- [Written request 1]: In the letters to the editor, condense the paragraph beginning "Speaking as one who has abandoned the left" into a shorter version that keeps its main points.
- [Written request 2]: Return the part of the letters to the editor that opens with the words containing "Top 10 Letters" and closes with "city, and state.".

- [Text section]:
'''
Top 10 Letters
Idealism on the left and right, our Saudi problem, and more.
11:00 PM, Dec 9, 2002
THE DAILY STANDARD welcomes letters to the editor. Letters will be edited for length and clarity and must include the writer's name, city, and state.
Speaking as one who has abandoned the left screaming in panic, David Skinner has hit the nail on the head with his article ("No More Idealism on the Left"). The Left has lost its sense of purpose, its reason for being, and just generally, its sense and reason. I remember the days when it was easy to mock the meanness of the Republicans--Newt and his crowd were so vitriolic, it was impossible to hear any message. Today, it is the Dems who spew hate and meanness without any message behind it. The Republicans can count on me as long as they stay positive, focused, and intent on the freedoms of our country and spreading those gifts to the world. Amnesty International used to believe in that. I am an idealist, and I am a Republican now.
I think David Skinner has seriously misunderstood the basis of the "Left's" movement against the war on Iraq. Principled opposition to war is based on a belief that human life is of ultimate importance and sanctity. (I doubt even the "right" would disagree with this idea.) I place myself firmly on the "left" and condemn the abuses of Saddam Hussein as fully as I condemn the actions of the perpetrators of the attack on the World Trade Center. However, it is perfectly coherent and legitimate that I equally strongly choose to condemn the motivations of a corporate and oil-hungry government in its bombing of innocent civilians in a war that will do nothing to help the people of a repressive regime, and will serve only to ensure a free flow of gasoline to an over-privileged nation.
'''
- [Object location annotation data]:
'''
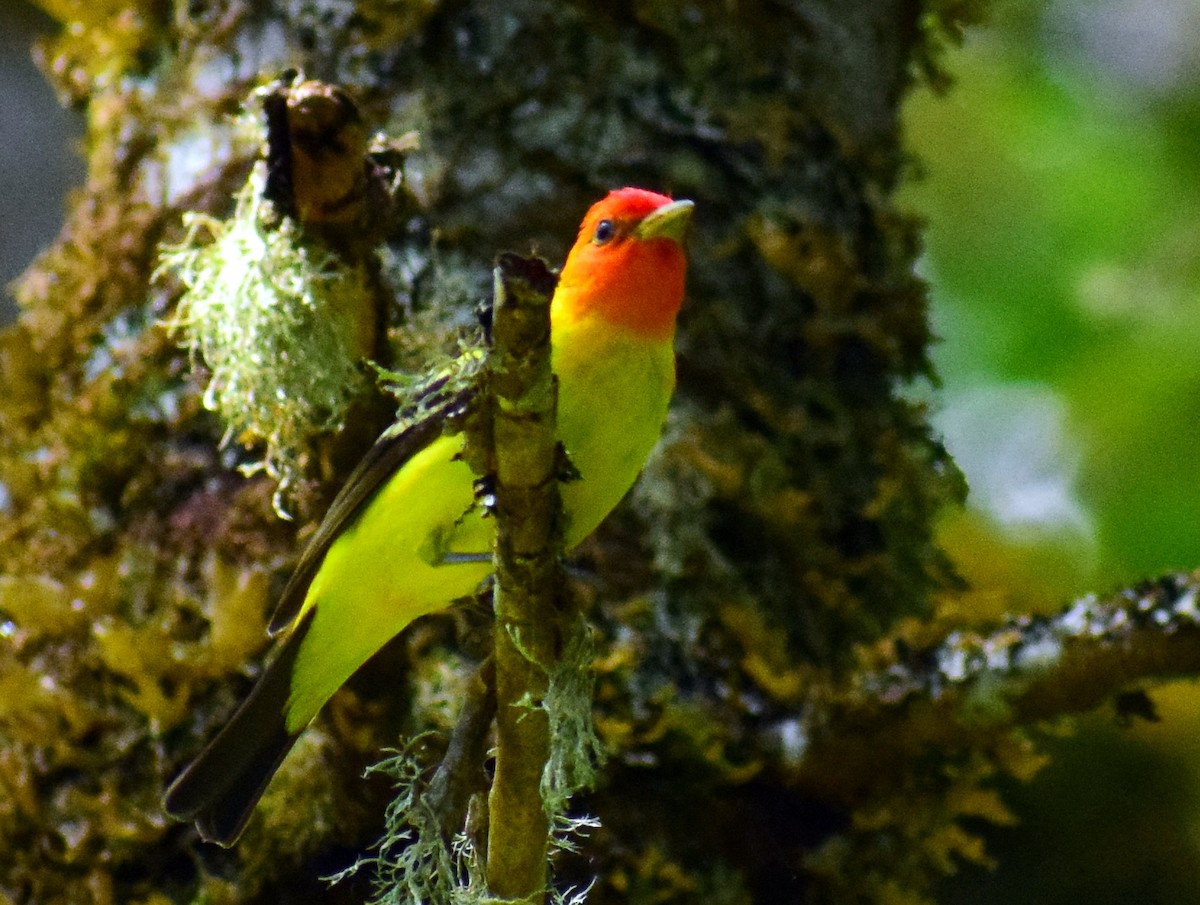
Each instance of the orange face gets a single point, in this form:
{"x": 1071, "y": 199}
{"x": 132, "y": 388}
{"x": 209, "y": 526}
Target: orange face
{"x": 628, "y": 263}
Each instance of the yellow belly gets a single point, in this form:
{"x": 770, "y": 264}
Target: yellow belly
{"x": 389, "y": 565}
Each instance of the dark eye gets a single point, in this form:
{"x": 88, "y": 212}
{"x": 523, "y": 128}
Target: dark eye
{"x": 605, "y": 231}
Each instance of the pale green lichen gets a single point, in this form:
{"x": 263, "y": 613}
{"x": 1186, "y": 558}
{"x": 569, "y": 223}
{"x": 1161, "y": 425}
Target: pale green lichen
{"x": 414, "y": 861}
{"x": 277, "y": 321}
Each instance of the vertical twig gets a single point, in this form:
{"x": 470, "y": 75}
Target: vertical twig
{"x": 527, "y": 551}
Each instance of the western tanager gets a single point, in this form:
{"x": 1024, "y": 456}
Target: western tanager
{"x": 406, "y": 537}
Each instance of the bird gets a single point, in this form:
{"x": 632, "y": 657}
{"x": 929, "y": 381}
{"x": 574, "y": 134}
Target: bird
{"x": 406, "y": 535}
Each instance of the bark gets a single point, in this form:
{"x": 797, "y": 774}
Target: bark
{"x": 771, "y": 736}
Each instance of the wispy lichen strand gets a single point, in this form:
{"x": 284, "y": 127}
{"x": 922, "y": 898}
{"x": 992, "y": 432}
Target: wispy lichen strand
{"x": 277, "y": 322}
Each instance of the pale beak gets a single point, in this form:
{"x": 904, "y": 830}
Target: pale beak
{"x": 667, "y": 222}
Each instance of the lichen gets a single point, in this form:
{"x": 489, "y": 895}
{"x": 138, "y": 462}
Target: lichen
{"x": 277, "y": 322}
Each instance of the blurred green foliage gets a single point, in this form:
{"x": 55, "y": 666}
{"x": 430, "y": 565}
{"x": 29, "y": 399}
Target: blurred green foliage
{"x": 1062, "y": 189}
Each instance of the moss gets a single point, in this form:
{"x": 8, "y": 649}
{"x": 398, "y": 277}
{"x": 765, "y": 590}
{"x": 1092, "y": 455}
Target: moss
{"x": 277, "y": 321}
{"x": 784, "y": 523}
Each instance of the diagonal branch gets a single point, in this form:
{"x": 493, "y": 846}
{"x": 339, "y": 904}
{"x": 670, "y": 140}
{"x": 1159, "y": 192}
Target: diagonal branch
{"x": 975, "y": 687}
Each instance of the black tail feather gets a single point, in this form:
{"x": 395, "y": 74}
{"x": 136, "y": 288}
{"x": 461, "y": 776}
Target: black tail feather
{"x": 220, "y": 789}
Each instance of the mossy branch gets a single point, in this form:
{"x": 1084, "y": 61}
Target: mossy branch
{"x": 973, "y": 688}
{"x": 528, "y": 543}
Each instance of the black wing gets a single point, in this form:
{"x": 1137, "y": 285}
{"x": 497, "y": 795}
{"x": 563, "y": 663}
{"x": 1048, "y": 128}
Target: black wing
{"x": 394, "y": 448}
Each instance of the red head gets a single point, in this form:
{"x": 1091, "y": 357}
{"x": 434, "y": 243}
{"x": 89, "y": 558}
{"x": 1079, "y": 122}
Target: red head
{"x": 628, "y": 264}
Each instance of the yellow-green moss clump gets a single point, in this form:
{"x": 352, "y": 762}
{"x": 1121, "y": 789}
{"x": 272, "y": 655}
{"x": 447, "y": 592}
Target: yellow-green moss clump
{"x": 282, "y": 325}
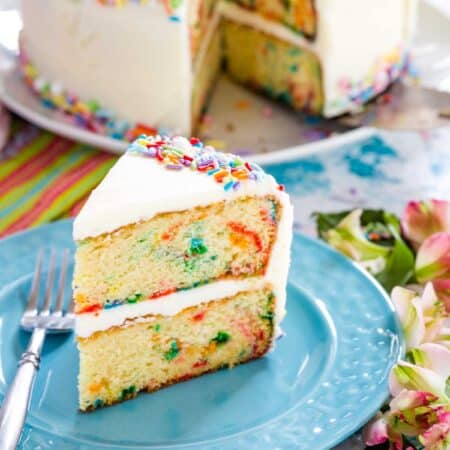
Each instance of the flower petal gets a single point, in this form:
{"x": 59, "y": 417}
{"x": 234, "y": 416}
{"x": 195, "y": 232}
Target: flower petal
{"x": 348, "y": 237}
{"x": 436, "y": 358}
{"x": 423, "y": 218}
{"x": 415, "y": 378}
{"x": 433, "y": 258}
{"x": 442, "y": 288}
{"x": 410, "y": 315}
{"x": 375, "y": 432}
{"x": 411, "y": 399}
'''
- [Expected output 1]: Having fled the left, the writer agrees with David Skinner's article "No More Idealism on the Left" that the Left has lost its purpose and its sense. Mocking Republicans was once easy because Newt and his crowd were so vitriolic that no message came through. Now the Democrats spew hate without any message. The writer will back Republicans as long as they stay positive, focused, and committed to the country's freedoms and to spreading them worldwide, something Amnesty International once believed in. The writer is an idealist and now a Republican.

- [Expected output 2]:
Top 10 Letters
Idealism on the left and right, our Saudi problem, and more.
11:00 PM, Dec 9, 2002
THE DAILY STANDARD welcomes letters to the editor. Letters will be edited for length and clarity and must include the writer's name, city, and state.